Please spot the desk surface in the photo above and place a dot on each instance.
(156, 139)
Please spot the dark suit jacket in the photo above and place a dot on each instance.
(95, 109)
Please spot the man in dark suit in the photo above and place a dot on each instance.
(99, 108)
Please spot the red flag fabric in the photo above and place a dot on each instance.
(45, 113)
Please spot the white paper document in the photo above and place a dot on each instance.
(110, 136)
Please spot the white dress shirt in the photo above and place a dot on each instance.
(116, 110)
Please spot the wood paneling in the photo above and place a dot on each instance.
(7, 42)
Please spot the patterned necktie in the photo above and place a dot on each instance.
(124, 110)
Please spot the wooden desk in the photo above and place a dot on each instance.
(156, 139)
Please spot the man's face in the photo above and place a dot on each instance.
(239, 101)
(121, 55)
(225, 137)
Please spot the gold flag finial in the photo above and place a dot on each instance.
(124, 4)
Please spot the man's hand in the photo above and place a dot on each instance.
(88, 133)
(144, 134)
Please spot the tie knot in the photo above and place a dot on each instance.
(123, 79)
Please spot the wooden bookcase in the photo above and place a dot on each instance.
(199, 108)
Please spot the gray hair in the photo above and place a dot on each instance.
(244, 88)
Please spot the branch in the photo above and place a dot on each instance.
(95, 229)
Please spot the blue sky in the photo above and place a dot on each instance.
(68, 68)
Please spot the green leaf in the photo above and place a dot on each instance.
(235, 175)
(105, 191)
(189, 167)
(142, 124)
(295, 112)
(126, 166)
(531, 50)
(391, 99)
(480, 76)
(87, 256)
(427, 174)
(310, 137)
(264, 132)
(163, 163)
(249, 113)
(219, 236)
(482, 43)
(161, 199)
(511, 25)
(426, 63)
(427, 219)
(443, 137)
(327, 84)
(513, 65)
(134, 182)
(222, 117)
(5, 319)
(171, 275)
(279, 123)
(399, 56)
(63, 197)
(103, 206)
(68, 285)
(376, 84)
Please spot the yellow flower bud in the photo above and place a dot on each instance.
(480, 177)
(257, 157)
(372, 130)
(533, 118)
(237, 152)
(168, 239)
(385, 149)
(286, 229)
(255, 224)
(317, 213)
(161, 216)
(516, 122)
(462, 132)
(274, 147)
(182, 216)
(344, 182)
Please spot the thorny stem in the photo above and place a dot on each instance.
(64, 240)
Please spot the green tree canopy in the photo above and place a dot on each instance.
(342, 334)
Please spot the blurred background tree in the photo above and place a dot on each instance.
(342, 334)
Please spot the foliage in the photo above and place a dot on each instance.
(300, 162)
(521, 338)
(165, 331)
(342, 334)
+---+
WHAT TO PRODUCE — Copy from the line with "Please spot the blurred" to the final line of the records, inclusive, and add nothing else.

EXERCISE SOLUTION —
Please spot the blurred background tree in the photo above and place a dot on each instance.
(342, 334)
Please spot the foliage in the photo above and place a dot on each instance.
(300, 162)
(521, 338)
(165, 331)
(342, 334)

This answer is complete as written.